- [Do this]: Copy every one of the records below word for word, leaving the pictures out of your copy.

- [Provided records]:
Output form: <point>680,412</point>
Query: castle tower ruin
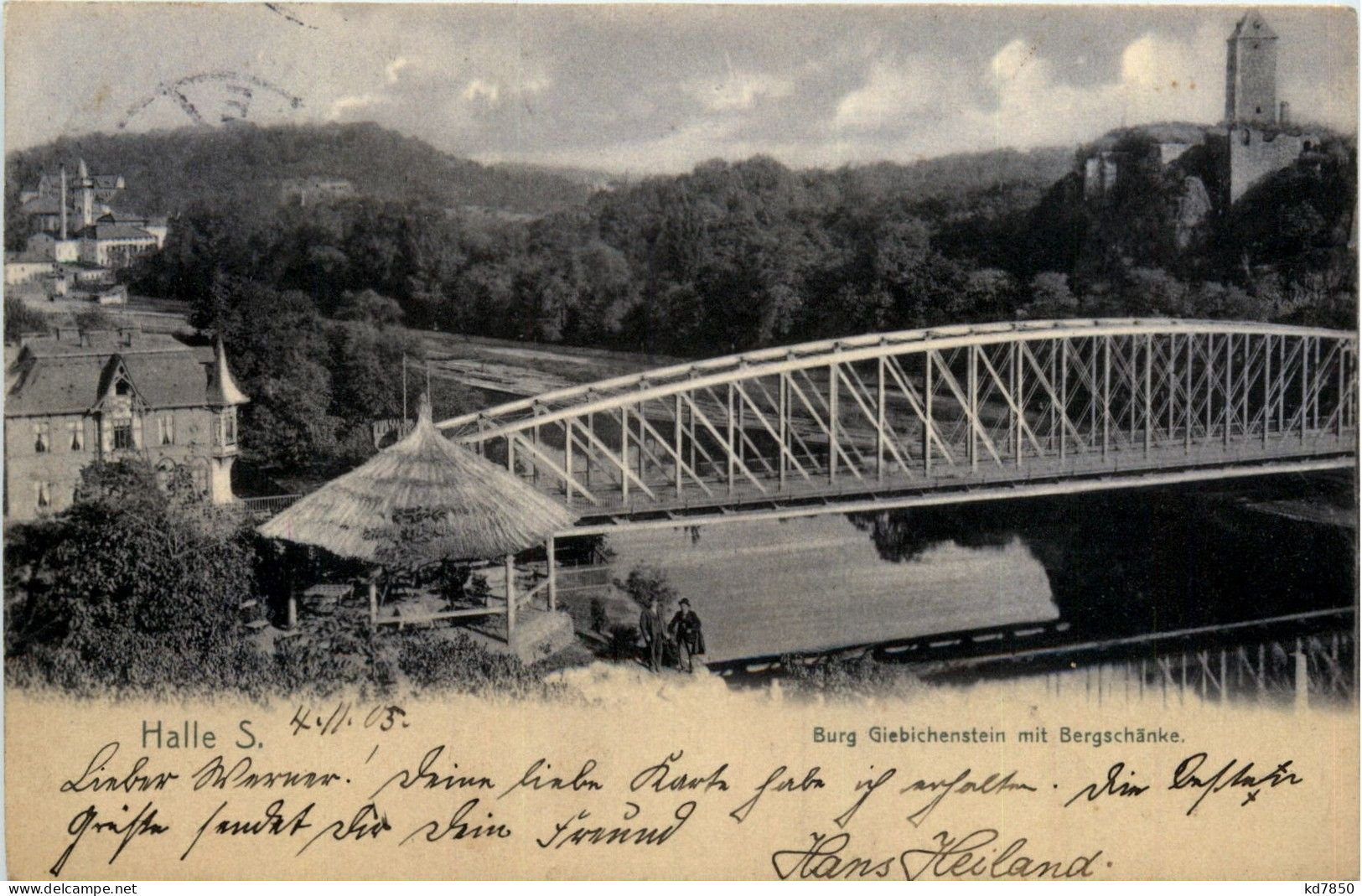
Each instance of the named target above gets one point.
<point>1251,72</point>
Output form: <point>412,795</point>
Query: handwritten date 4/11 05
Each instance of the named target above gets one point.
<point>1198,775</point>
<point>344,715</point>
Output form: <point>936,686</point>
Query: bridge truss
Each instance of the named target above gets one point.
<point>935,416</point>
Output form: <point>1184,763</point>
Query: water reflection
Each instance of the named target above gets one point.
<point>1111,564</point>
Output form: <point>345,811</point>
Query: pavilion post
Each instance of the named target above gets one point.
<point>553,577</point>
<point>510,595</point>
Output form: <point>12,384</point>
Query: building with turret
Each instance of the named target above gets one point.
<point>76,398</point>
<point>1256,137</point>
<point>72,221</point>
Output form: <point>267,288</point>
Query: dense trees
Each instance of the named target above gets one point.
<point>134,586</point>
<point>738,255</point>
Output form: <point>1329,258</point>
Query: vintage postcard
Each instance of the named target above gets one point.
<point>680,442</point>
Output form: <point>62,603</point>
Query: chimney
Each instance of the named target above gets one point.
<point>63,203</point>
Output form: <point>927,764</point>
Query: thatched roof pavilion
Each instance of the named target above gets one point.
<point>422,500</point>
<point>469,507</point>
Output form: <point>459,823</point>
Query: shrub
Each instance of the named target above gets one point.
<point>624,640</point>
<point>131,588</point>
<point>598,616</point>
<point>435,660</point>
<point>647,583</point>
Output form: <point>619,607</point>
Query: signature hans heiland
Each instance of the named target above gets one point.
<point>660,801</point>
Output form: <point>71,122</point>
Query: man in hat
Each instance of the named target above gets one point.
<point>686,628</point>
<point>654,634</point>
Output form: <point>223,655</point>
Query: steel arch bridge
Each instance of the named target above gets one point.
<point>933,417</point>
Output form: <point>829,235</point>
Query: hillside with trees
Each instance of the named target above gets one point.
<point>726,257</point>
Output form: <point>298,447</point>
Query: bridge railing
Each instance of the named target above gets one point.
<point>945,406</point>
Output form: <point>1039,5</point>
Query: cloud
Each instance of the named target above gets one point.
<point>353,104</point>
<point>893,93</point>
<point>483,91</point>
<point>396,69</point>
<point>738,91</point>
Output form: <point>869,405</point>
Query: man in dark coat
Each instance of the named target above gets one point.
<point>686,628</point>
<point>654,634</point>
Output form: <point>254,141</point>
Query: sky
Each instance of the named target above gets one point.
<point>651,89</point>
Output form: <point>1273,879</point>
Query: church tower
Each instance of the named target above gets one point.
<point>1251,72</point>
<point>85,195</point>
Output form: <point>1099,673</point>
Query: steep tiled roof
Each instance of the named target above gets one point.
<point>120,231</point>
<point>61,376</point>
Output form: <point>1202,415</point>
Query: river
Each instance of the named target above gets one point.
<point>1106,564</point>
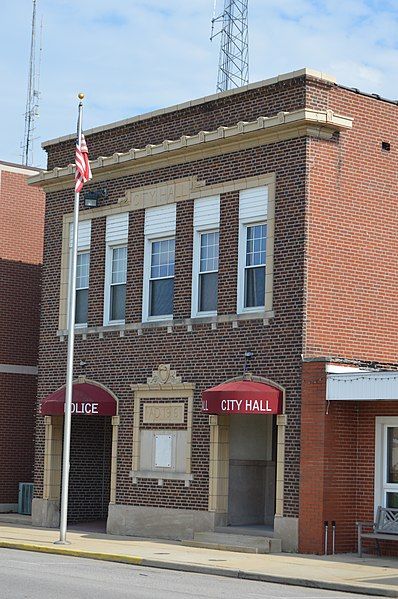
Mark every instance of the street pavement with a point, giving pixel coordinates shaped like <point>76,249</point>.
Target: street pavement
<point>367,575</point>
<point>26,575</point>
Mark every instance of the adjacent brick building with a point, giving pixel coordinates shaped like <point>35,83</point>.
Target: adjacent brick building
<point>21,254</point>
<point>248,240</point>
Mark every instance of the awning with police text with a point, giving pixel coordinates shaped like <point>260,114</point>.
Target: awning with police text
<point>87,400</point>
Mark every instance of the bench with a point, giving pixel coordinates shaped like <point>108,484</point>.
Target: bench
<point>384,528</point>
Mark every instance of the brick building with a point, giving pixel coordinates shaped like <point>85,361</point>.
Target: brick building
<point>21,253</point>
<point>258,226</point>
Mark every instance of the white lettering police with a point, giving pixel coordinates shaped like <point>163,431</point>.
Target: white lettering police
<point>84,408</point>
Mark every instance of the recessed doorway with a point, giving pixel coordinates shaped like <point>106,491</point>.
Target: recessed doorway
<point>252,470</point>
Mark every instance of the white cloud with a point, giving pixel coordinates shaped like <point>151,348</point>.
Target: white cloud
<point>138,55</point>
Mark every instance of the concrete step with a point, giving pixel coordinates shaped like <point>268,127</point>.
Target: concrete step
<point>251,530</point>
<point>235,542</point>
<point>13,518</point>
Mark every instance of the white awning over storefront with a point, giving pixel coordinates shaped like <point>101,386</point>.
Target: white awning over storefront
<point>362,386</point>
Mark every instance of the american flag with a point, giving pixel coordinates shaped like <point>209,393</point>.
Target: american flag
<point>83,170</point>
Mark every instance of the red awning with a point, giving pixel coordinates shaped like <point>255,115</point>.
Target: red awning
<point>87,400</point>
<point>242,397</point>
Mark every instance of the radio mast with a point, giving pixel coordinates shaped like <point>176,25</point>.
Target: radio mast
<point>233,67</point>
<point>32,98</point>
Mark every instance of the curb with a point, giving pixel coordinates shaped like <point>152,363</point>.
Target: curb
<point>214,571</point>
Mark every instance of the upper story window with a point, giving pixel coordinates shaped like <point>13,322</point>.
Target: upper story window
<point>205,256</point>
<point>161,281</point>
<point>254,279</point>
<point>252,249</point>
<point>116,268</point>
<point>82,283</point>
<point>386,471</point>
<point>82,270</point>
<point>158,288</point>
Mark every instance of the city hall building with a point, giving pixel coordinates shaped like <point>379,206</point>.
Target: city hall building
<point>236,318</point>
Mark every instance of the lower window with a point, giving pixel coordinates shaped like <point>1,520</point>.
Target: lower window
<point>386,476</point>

- [The output]:
Output form: <point>680,412</point>
Query: castle tower ruin
Each instance of the named target above gets one point.
<point>1251,72</point>
Output form: <point>412,795</point>
Query: handwritten date 4/11 05
Each instance of the named target above gets one point.
<point>1198,775</point>
<point>344,715</point>
Output form: <point>936,686</point>
Query: bridge truss
Each instance of the named target above gets one point.
<point>935,416</point>
Output form: <point>1184,763</point>
Query: water reflection
Each instance of the named target above gets one point.
<point>1111,564</point>
Output form: <point>345,811</point>
Query: pavilion post
Each instance of the named target above gets one point.
<point>553,577</point>
<point>510,595</point>
Output form: <point>12,384</point>
Query: building with turret
Each instance of the named target above gets one point.
<point>76,398</point>
<point>1256,137</point>
<point>72,221</point>
Output form: <point>267,288</point>
Query: dense trees
Each instance of the named target above gets one point.
<point>134,586</point>
<point>738,255</point>
Output form: <point>1329,258</point>
Query: vintage postcard
Each instance of the named target above gets one point.
<point>680,442</point>
Output form: <point>62,603</point>
Query: chimney
Each instance of the named target above gets one point.
<point>63,203</point>
Output form: <point>927,764</point>
Query: thatched roof pavilion
Each instance of the named target above gets one point.
<point>422,500</point>
<point>469,507</point>
Output form: <point>459,823</point>
Query: shrub
Each instance of the named target above gets one point.
<point>624,640</point>
<point>131,588</point>
<point>598,616</point>
<point>435,660</point>
<point>647,583</point>
Output form: <point>619,607</point>
Query: signature hans heiland
Each instance of the named target above gets one point.
<point>660,801</point>
Output form: <point>71,122</point>
Query: man in hat
Each instance of the named target above gets one point.
<point>686,628</point>
<point>654,634</point>
Output form: <point>223,655</point>
Query: steel arch bridge
Each instance of the named target above gets one point.
<point>933,417</point>
Output form: <point>829,235</point>
Query: hillside with trees
Each instance of the named target above gets one point.
<point>726,257</point>
Output form: <point>298,447</point>
Query: bridge railing
Each instance of the named target above gets one point.
<point>945,406</point>
Output form: <point>1039,5</point>
Query: cloud
Each instance of the named target above gets one point.
<point>353,104</point>
<point>893,93</point>
<point>483,91</point>
<point>396,69</point>
<point>738,91</point>
Output form: <point>869,405</point>
Query: man in dark coat
Each instance of the named target above gets one point.
<point>686,628</point>
<point>654,634</point>
Output form: <point>254,141</point>
Query: sky
Each instance of the named target above gets one point.
<point>651,89</point>
Output form: <point>1273,879</point>
Query: church tower
Each instance of the named target above gets one point.
<point>1251,72</point>
<point>85,195</point>
Output form: <point>1099,673</point>
Query: steep tiled roof
Each instance of the named target above gets one point.
<point>120,231</point>
<point>61,376</point>
Output form: <point>1202,415</point>
Query: river
Each instance of the named target above gets one point.
<point>1106,564</point>
Mark every instance of the street pavement with a point, giving pixel coordinates shaped like <point>76,249</point>.
Target: street pavement
<point>367,575</point>
<point>26,575</point>
Mark every instance of the adjacent brick building with a point, giving pixel coordinates shaped like <point>35,83</point>.
Target: adjacent brick building
<point>21,254</point>
<point>248,240</point>
Mark every instance of the awning with police text with a point, giving pixel coordinates shaped like <point>260,114</point>.
Target: awning with police text
<point>87,400</point>
Mark every instance of the bench with a point, giving pixel coordinates shaped like <point>108,484</point>.
Target: bench
<point>384,528</point>
Mark every instance of the brick building with a point, giving pixel coordinates shaped like <point>85,361</point>.
Target: brick building
<point>21,253</point>
<point>258,226</point>
Mark every instance of the white lettering police with a point, giving pixel coordinates shaped like <point>163,431</point>.
Target: white lettering police
<point>84,408</point>
Mark every instance of the recessed doorway with a point, giving pixel coordinates shaped like <point>106,491</point>.
Target: recessed doorway
<point>252,470</point>
Mark every instance of the white cloud with a point, giving pixel coordinates shaped like <point>151,348</point>.
Target: white cloud
<point>138,55</point>
Mark every instance of the concrete step with a point, giving pixel coordinates shaped like <point>268,127</point>.
Target: concrete step
<point>251,530</point>
<point>235,542</point>
<point>13,518</point>
Mark every instance of the white awning over storefront with a point, giving pixel coordinates shaped like <point>101,386</point>.
Target: white awning over storefront
<point>362,386</point>
Mark every instance of the american flag with a point, giving pixel coordinates shaped like <point>209,393</point>.
Target: american flag
<point>83,170</point>
Mark every instance of the red awning with a point, giving pixel coordinates shaped like <point>255,115</point>.
Target: red awning
<point>87,400</point>
<point>242,397</point>
Mark every instance of the radio mast with a point, giving pixel coordinates shaped like <point>176,25</point>.
Target: radio mast
<point>233,67</point>
<point>32,98</point>
Mark every instance of the curb with a point, giving pixel coordinates shaped like <point>152,363</point>.
Target: curb
<point>214,571</point>
Mark every instance of the upper story window with a point, giving pixel coordinates shaped like <point>13,322</point>.
Target: upper story window
<point>205,256</point>
<point>161,281</point>
<point>254,279</point>
<point>252,249</point>
<point>116,268</point>
<point>82,283</point>
<point>386,471</point>
<point>82,270</point>
<point>158,288</point>
Mark every instance of the city hall building with a point, giving pixel coordinates shaped like <point>379,206</point>.
Target: city hall building
<point>236,318</point>
Mark every instance of the lower window with a point, giving pixel coordinates shaped like <point>1,520</point>.
Target: lower window
<point>386,476</point>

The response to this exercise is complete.